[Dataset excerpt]
Start

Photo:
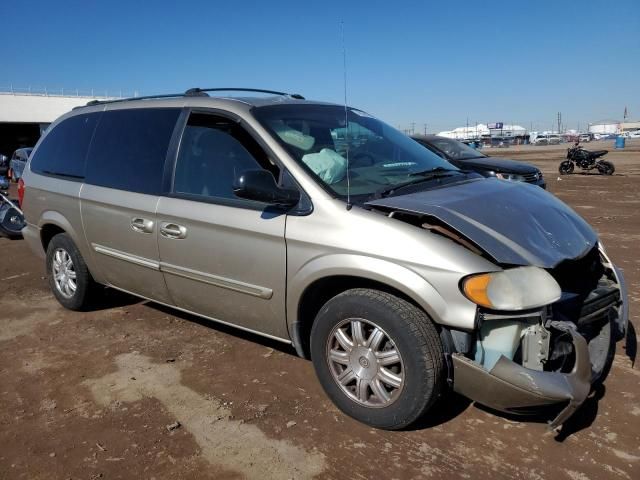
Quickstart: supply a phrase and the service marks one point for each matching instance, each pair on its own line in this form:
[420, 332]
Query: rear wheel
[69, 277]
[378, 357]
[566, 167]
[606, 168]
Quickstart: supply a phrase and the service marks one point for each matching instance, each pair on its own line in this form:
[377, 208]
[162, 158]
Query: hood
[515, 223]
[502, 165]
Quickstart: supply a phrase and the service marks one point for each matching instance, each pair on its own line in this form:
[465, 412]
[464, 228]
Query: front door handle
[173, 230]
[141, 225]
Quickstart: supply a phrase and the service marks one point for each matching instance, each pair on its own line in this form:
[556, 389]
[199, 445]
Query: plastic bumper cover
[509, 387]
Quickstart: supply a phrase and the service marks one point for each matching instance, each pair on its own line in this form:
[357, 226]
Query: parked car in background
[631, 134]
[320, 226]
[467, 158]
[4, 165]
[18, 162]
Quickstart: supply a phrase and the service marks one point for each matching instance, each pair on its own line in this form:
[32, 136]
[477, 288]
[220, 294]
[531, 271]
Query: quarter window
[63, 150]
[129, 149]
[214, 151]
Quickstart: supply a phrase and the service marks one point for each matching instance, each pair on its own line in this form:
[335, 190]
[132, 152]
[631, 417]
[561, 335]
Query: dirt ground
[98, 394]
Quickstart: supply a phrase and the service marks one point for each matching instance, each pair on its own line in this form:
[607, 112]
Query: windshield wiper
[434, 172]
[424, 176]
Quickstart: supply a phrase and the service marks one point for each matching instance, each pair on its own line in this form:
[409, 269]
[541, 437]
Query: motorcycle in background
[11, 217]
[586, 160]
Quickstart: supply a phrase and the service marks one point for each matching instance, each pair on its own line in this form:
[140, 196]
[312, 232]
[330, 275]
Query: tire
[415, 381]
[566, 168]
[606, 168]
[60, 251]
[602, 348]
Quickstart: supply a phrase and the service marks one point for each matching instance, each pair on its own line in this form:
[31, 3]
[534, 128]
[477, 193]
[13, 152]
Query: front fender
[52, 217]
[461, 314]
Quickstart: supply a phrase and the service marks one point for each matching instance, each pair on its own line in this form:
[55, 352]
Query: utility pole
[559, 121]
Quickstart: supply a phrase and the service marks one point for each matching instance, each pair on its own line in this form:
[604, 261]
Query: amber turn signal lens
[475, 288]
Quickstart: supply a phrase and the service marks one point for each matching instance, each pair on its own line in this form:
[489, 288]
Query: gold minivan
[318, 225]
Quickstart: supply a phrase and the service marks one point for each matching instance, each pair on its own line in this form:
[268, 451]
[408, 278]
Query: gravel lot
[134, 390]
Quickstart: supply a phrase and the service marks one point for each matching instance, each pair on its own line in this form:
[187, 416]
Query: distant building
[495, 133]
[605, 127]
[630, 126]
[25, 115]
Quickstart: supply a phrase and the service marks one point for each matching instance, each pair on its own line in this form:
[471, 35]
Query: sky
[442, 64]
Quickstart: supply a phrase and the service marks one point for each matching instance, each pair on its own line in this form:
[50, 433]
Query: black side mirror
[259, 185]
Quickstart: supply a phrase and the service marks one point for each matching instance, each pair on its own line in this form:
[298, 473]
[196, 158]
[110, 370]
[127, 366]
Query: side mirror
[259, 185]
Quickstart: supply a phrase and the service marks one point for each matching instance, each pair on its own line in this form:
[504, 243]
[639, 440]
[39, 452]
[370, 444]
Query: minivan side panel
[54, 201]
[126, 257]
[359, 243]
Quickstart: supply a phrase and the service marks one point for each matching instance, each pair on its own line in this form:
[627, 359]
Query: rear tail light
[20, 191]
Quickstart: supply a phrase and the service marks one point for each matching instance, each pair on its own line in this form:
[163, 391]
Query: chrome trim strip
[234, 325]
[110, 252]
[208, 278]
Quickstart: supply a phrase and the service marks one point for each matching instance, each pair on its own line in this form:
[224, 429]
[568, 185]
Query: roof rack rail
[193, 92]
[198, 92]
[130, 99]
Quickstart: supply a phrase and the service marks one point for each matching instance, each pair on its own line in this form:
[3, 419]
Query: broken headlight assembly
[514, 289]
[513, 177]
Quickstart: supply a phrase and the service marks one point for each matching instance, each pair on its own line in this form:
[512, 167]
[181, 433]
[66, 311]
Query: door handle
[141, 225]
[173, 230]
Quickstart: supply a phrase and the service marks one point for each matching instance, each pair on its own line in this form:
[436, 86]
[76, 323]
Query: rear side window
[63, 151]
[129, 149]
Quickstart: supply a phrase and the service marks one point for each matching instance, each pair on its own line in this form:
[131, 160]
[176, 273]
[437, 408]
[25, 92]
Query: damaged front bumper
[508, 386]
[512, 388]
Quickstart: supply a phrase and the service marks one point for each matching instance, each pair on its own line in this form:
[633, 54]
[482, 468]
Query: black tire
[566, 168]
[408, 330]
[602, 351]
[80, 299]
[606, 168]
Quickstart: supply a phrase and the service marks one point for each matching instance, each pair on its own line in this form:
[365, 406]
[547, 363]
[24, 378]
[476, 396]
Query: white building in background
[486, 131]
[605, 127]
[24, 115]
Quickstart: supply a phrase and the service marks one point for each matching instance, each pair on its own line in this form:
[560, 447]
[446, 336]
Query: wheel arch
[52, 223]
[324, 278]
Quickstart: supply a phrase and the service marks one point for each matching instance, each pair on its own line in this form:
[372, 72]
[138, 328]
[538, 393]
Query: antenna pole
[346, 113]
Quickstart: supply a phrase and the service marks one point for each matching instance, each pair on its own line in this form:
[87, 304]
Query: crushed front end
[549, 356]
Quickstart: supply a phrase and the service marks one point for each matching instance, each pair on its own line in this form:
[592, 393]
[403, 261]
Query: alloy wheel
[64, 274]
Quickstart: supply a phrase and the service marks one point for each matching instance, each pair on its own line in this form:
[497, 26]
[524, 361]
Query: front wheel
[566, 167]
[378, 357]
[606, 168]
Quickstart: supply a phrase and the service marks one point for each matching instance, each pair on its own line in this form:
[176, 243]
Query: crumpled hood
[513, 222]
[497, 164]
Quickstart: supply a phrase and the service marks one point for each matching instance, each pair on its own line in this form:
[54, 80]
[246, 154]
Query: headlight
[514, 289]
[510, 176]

End

> **Exercise instructions**: Repeat the records above exactly, leaving out the pictures.

> **Expected output**:
Photo:
Quickstart: supply a phrase and the service marks one point for each matching instance, each pair on its own line in this form:
[420, 332]
Query: rear wheel
[69, 277]
[378, 357]
[566, 167]
[606, 168]
Quickstart: supply a phrase and the service marks one point for each matching instance, each pair on its own line in this form:
[377, 208]
[162, 158]
Query: hood
[515, 223]
[502, 165]
Quickstart: supply a phrase and the service marks one point for each matching instance, each pair on its own line in this form:
[465, 412]
[464, 228]
Query: front door handle
[173, 230]
[141, 225]
Quickstart: supply a phrase and the service marks one point for each matching instance, each pair on its own line in this form:
[556, 389]
[199, 445]
Query: plastic bumper cover
[509, 387]
Quickstart: supply a phrase and the service marks one point for each matching instance, each pair on its own line in this form:
[357, 226]
Query: parked car in background
[631, 134]
[320, 226]
[467, 158]
[4, 165]
[18, 162]
Quickstart: supply a phrase and the service marks one point for each matching instance, each pair on its own line in this form:
[32, 136]
[477, 288]
[220, 294]
[531, 271]
Query: quarter window
[63, 150]
[129, 149]
[214, 151]
Quickstart: supply a phrase and the service marks one point for each matching instance, each pair on its own line in this form:
[335, 190]
[132, 152]
[631, 417]
[561, 335]
Query: dirt ground
[98, 394]
Quickstart: supply a phrase and the service marks one point for each matching instance, each pair on its own line in this form:
[607, 112]
Query: windshield wiper
[434, 172]
[424, 176]
Quickstart: supply a phrase and the service marks one point for each matching instance, each pair on its own line in this form:
[409, 269]
[541, 437]
Query: motorcycle in background
[11, 217]
[586, 160]
Quickstart: supply a phrase and the service marks one point for each matching instance, each pair on its own line in this form:
[140, 196]
[312, 232]
[330, 275]
Query: tire
[415, 381]
[566, 168]
[606, 168]
[60, 251]
[602, 348]
Quickstart: supply a phrase and the service marks one point for each matching instance, each pair on its own line in this form:
[31, 3]
[534, 128]
[477, 193]
[13, 152]
Query: front fender
[52, 217]
[461, 314]
Quickstart: supply a phrase and the service marks one point for each matching instance, each pair on its own line in this form:
[55, 352]
Query: utility pole
[559, 121]
Quickstart: supply a phrase and the service marks one point for each matching instance, each pair on its own line in this form:
[604, 261]
Query: amber turn signal lens
[475, 288]
Quickstart: supply a phrase and the service marks one point for each matching instance, each pair on its own line in this form:
[489, 288]
Query: gold minivan
[318, 225]
Quickstart: supply a phrase and the service marks one point for each matching instance, each pair on its own line in this form:
[268, 451]
[408, 278]
Query: gravel lot
[134, 390]
Quickstart: supply a phrase and the service marks one point for each matching instance, each pair on its own line in this form:
[187, 416]
Query: distant building
[495, 133]
[605, 127]
[630, 126]
[25, 115]
Quickstart: supply a phrase and the service marks one point for each matching instance, each pair on its own line in this form:
[471, 35]
Query: sky
[442, 64]
Quickstart: supply a phrase and the service marks one point for each matching instance, each pair on its own line in this form:
[50, 433]
Query: black side mirror
[259, 185]
Quickstart: supply a phrase and the service marks one point for each matching instance, each pair on its own line in this form:
[298, 473]
[196, 158]
[110, 370]
[127, 366]
Query: side mirror
[259, 185]
Quickstart: supply a phrase and the service marks one point for each matching instance, each pair on its own line in this form:
[504, 243]
[639, 440]
[39, 452]
[370, 444]
Query: minivan side panel
[54, 201]
[126, 257]
[359, 243]
Quickstart: supply a phrase and the service marks one point for each matching instance, each pair on its own line in this form:
[627, 359]
Query: rear tail light
[20, 191]
Quickstart: supply a phrase and the service marks one point for each matching instance, each pair on its own line in this form:
[163, 391]
Query: chrome trim strip
[234, 325]
[110, 252]
[208, 278]
Quickstart: supply a phrase and the service marks one point for each matching instance, each pair on its own line in this form:
[224, 429]
[568, 185]
Query: roof rack rail
[193, 92]
[198, 92]
[130, 99]
Quickstart: supply a phrase and the service marks one point for each matching instance, each pair on its own line in this form:
[3, 419]
Query: broken headlight assembly
[514, 289]
[513, 177]
Quickstart: supply a phrase and the service marks one point for each matching instance, each pair on its own line in this form:
[512, 167]
[181, 433]
[66, 311]
Query: door handle
[141, 225]
[173, 230]
Quickstart: supply a phrase and the service marks one point for each matching instance, each pair on its own line in this form:
[436, 86]
[76, 323]
Query: rear side window
[63, 151]
[129, 149]
Quickstart: supply a phrase and the service marks one point for each matching instance, each pair on its own line in this form:
[131, 160]
[176, 273]
[437, 408]
[25, 92]
Query: damaged front bumper
[508, 386]
[512, 388]
Quickstart: supply a phrase and the service marks one point for each matching instance, each pair on its own line in this form:
[633, 54]
[482, 468]
Query: black tire
[566, 168]
[408, 330]
[602, 351]
[80, 299]
[606, 168]
Quickstart: supply a phrase and the service marks one point for each matching instance, each pair on its own line in this form:
[365, 406]
[547, 363]
[24, 378]
[476, 396]
Query: white building in background
[486, 131]
[605, 127]
[24, 115]
Quickstart: supply a phrase and the service marks one point for each matching instance, each pair on its own line in this form:
[560, 447]
[446, 336]
Query: wheel arch
[52, 223]
[324, 278]
Quickstart: supply a phrase and the service marks one point for each matching instance, each pair on its own line in this form:
[372, 72]
[138, 328]
[538, 393]
Query: antenna pole
[346, 113]
Quickstart: supply a phrase and the service marks one point for each matching instance, each pair on its own line in this form:
[87, 304]
Query: crushed front end
[549, 356]
Quickstart: supply a phrase and the service marks one point for each matching instance, each pair on its own line in this form:
[592, 393]
[403, 261]
Query: alloy wheel
[64, 274]
Quickstart: supply a phrase and the service marks one point for each matching instance, each pair on its own line in this form:
[497, 26]
[524, 361]
Query: front wheel
[566, 167]
[378, 357]
[606, 168]
Quickstart: supply a phrase and the service marks one point for each matching instance, each pair on its own line in this form:
[176, 243]
Query: crumpled hood
[513, 222]
[497, 164]
Quickstart: supply a phrase and the service marks one point for each matching instance, each pair on its own line in this form:
[54, 80]
[246, 154]
Query: headlight
[514, 289]
[510, 176]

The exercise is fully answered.